Below are records; copy every line in them that holds the word "eyeglasses".

((

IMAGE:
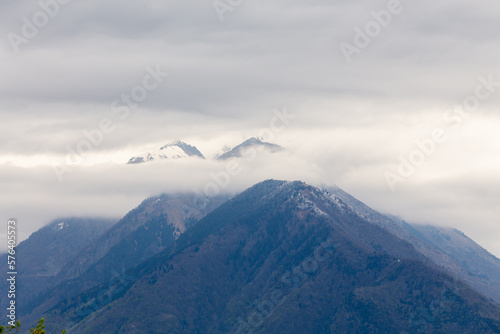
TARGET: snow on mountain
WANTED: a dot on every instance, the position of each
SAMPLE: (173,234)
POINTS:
(175,150)
(252,143)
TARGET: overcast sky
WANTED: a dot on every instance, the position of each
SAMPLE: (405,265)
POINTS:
(358,94)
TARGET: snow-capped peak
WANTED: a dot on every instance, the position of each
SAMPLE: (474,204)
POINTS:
(174,150)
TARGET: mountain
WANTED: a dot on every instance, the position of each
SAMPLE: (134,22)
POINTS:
(148,229)
(448,248)
(250,144)
(283,257)
(174,150)
(477,266)
(42,256)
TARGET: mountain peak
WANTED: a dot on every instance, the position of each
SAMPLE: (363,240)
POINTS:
(251,143)
(174,150)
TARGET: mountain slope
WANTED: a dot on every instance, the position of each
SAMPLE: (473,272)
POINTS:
(448,248)
(142,233)
(42,256)
(174,150)
(248,145)
(288,257)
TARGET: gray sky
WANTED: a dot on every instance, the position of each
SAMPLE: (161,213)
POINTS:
(404,78)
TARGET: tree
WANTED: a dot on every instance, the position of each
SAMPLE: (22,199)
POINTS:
(39,329)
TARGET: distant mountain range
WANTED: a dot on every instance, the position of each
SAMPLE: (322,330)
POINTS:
(179,149)
(250,144)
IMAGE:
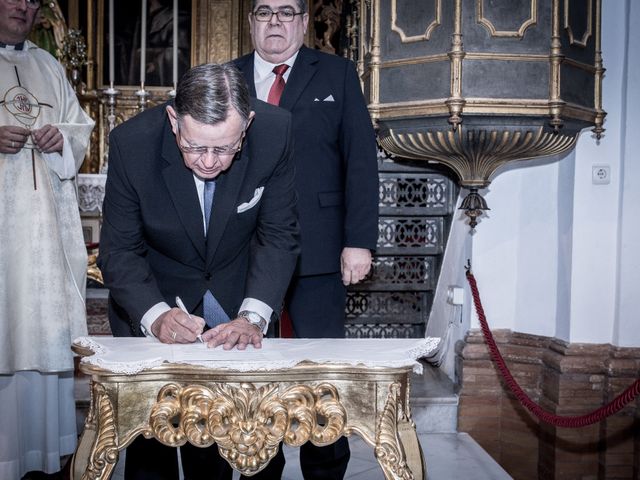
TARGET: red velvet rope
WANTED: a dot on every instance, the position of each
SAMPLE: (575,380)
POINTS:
(559,421)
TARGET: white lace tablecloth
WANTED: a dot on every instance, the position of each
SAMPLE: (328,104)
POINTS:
(132,355)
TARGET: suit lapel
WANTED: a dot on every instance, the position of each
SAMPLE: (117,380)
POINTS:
(225,201)
(302,72)
(247,71)
(181,187)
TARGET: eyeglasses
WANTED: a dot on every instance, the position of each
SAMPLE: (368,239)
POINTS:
(222,151)
(33,4)
(283,14)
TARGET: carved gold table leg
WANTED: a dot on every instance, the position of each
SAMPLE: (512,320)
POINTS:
(97,452)
(397,448)
(248,414)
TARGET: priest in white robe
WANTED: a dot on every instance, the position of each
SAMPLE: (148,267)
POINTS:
(43,139)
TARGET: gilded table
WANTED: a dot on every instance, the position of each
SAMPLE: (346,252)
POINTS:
(248,402)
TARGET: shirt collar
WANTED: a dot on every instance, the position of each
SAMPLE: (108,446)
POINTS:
(17,46)
(264,68)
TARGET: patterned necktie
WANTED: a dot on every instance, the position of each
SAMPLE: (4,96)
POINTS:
(213,312)
(278,84)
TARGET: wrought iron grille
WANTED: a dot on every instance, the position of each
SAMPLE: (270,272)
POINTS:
(416,206)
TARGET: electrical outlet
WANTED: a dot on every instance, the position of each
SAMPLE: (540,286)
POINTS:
(601,174)
(455,295)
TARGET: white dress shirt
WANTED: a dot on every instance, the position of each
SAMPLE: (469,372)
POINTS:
(250,304)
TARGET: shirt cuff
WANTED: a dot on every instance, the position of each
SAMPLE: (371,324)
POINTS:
(258,306)
(151,316)
(63,164)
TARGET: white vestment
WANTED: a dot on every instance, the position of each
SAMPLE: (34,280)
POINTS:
(43,264)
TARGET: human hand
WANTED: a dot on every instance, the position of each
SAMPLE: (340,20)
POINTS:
(12,139)
(48,139)
(355,264)
(175,326)
(236,333)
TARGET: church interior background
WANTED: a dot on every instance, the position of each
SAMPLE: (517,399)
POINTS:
(555,256)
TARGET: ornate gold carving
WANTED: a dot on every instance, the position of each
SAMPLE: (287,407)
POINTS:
(588,31)
(455,103)
(247,422)
(329,15)
(532,20)
(600,113)
(104,455)
(476,154)
(404,38)
(388,449)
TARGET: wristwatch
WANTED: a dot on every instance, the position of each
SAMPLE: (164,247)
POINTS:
(254,319)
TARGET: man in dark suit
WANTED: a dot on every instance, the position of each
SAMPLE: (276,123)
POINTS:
(336,178)
(161,238)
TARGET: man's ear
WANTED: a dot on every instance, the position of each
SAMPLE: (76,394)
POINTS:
(173,118)
(252,114)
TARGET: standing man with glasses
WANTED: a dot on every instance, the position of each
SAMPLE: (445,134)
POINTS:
(199,205)
(44,134)
(336,180)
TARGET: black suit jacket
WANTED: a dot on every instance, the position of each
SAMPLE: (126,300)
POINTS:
(335,157)
(152,244)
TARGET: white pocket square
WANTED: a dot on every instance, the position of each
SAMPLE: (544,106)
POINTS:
(243,207)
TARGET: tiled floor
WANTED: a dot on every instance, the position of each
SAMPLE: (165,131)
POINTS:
(449,456)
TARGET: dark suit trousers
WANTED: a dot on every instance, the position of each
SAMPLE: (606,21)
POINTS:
(150,460)
(316,305)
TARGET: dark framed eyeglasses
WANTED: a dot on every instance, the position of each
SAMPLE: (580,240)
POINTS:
(264,14)
(199,151)
(32,4)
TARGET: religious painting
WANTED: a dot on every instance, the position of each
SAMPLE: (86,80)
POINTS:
(91,230)
(139,45)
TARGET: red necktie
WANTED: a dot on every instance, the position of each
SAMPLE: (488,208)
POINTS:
(278,84)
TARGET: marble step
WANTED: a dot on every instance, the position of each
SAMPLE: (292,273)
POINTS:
(434,402)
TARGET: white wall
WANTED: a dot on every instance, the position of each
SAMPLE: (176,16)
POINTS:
(558,255)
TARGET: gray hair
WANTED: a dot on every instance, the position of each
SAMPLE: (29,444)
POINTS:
(207,93)
(302,5)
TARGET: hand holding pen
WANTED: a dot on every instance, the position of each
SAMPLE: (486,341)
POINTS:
(181,306)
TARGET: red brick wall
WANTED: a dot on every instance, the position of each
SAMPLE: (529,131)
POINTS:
(566,379)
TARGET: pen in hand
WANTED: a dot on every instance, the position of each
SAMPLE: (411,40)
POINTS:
(184,309)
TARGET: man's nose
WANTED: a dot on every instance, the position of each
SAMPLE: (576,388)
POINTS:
(274,20)
(209,159)
(22,4)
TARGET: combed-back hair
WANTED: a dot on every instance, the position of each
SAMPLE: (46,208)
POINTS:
(208,92)
(302,5)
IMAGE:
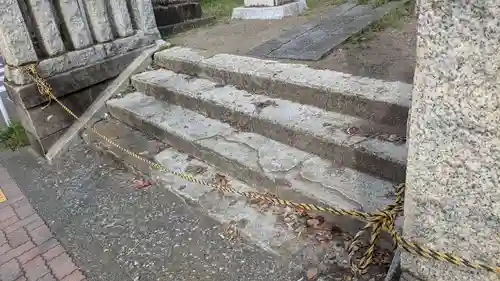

))

▶ RESULT OF THE EXERCISE:
TARGET: eyeglasses
TARGET: dark framed eyeglasses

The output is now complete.